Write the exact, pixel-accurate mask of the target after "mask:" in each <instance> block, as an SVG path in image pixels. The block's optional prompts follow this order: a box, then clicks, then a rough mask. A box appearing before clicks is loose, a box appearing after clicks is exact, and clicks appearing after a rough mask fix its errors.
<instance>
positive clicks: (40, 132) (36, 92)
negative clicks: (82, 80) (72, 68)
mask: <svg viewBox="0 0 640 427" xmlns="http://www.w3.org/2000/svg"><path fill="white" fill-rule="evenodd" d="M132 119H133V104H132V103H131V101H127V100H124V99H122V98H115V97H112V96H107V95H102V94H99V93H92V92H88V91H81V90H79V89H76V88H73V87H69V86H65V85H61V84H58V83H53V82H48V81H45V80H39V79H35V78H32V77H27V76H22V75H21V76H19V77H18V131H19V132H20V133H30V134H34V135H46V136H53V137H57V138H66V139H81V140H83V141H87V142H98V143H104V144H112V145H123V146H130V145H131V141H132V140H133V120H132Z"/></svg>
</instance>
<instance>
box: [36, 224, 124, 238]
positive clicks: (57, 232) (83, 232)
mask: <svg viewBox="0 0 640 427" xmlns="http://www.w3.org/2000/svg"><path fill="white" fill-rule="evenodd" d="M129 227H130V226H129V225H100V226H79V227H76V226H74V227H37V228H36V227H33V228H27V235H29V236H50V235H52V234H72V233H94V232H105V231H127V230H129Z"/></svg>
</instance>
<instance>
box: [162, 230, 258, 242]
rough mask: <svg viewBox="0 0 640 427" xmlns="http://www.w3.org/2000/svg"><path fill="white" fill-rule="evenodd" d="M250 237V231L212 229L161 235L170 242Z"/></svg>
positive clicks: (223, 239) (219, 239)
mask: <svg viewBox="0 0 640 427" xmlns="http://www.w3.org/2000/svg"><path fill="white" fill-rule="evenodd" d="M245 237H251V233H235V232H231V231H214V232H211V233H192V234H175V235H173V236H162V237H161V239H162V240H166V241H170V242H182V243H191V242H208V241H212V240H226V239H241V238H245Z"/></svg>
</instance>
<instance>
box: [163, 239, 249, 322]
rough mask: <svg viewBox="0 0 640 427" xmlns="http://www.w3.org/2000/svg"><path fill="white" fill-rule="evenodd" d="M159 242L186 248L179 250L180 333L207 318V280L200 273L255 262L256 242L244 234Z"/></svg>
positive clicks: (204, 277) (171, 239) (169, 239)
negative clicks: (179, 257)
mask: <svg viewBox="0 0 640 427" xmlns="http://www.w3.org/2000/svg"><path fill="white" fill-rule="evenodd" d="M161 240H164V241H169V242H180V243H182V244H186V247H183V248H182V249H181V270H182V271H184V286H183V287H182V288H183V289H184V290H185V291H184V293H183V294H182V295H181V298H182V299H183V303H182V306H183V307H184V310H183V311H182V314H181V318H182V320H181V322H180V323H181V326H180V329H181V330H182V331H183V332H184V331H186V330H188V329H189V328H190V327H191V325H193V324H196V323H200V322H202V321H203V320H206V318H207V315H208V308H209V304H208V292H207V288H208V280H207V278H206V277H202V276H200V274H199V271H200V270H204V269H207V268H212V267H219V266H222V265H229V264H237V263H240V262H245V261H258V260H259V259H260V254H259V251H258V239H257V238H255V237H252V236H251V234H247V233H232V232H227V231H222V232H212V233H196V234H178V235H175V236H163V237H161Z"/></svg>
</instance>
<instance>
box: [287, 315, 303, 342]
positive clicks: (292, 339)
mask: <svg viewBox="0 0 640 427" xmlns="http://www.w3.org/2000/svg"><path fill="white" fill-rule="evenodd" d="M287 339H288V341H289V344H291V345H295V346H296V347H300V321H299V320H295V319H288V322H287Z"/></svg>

_Problem description_.
Type out the material again, matching every line.

_Expected output_.
Write the exact, pixel-accurate mask of the target after "mask:" in each <instance> block, as an SVG path in image pixels. The block's optional prompts follow this order: a box, then clicks, then a rough mask. A box appearing before clicks is loose, a box appearing after clicks is exact, and clicks appearing after a rough mask fix its errors.
<instance>
positive clicks: (40, 132) (36, 92)
negative clicks: (82, 80) (72, 68)
mask: <svg viewBox="0 0 640 427" xmlns="http://www.w3.org/2000/svg"><path fill="white" fill-rule="evenodd" d="M132 119H133V104H132V103H131V101H127V100H124V99H122V98H115V97H112V96H107V95H102V94H99V93H92V92H88V91H81V90H79V89H76V88H73V87H69V86H65V85H61V84H58V83H53V82H48V81H45V80H39V79H35V78H32V77H27V76H22V75H21V76H19V77H18V131H19V132H20V133H30V134H34V135H46V136H53V137H57V138H66V139H81V140H83V141H87V142H98V143H104V144H112V145H123V146H130V145H131V141H132V140H133V120H132Z"/></svg>
</instance>
<instance>
box: [36, 224, 124, 238]
positive clicks: (57, 232) (83, 232)
mask: <svg viewBox="0 0 640 427" xmlns="http://www.w3.org/2000/svg"><path fill="white" fill-rule="evenodd" d="M129 227H130V226H129V225H100V226H79V227H76V226H74V227H37V228H36V227H33V228H27V235H29V236H50V235H52V234H72V233H94V232H105V231H127V230H129Z"/></svg>
</instance>
<instance>
box: [162, 230, 258, 242]
rough mask: <svg viewBox="0 0 640 427" xmlns="http://www.w3.org/2000/svg"><path fill="white" fill-rule="evenodd" d="M250 237V231L212 229L161 235L170 242Z"/></svg>
positive clicks: (223, 239) (219, 239)
mask: <svg viewBox="0 0 640 427" xmlns="http://www.w3.org/2000/svg"><path fill="white" fill-rule="evenodd" d="M245 237H251V233H235V232H231V231H214V232H211V233H192V234H175V235H173V236H162V237H161V239H162V240H166V241H170V242H182V243H191V242H208V241H212V240H226V239H241V238H245Z"/></svg>
</instance>
<instance>
box: [163, 239, 249, 322]
rough mask: <svg viewBox="0 0 640 427" xmlns="http://www.w3.org/2000/svg"><path fill="white" fill-rule="evenodd" d="M159 242L186 248L179 250L180 333L207 318V280L200 273L255 262L256 242L244 234Z"/></svg>
positive clicks: (204, 277) (171, 239) (169, 239)
negative clicks: (179, 257)
mask: <svg viewBox="0 0 640 427" xmlns="http://www.w3.org/2000/svg"><path fill="white" fill-rule="evenodd" d="M161 240H164V241H169V242H180V243H182V244H186V247H183V248H182V249H181V270H182V271H184V286H183V287H182V288H183V289H184V290H185V291H184V293H183V294H182V295H181V298H182V299H183V303H182V306H183V307H184V310H183V311H182V314H181V318H182V320H181V322H180V323H181V326H180V329H181V330H182V331H183V332H184V331H186V330H188V329H189V328H190V327H191V325H193V324H196V323H200V322H202V321H203V320H206V318H207V315H208V308H209V304H208V292H207V288H208V280H207V278H206V277H202V276H200V274H199V271H200V270H204V269H207V268H212V267H219V266H222V265H229V264H237V263H240V262H245V261H258V260H259V259H260V254H259V251H258V239H257V238H255V237H252V236H251V234H247V233H232V232H227V231H222V232H212V233H196V234H178V235H175V236H163V237H161Z"/></svg>
</instance>
<instance>
box: [287, 315, 303, 342]
positive clicks: (292, 339)
mask: <svg viewBox="0 0 640 427" xmlns="http://www.w3.org/2000/svg"><path fill="white" fill-rule="evenodd" d="M287 339H288V341H289V344H291V345H295V346H296V347H300V321H299V320H295V319H288V322H287Z"/></svg>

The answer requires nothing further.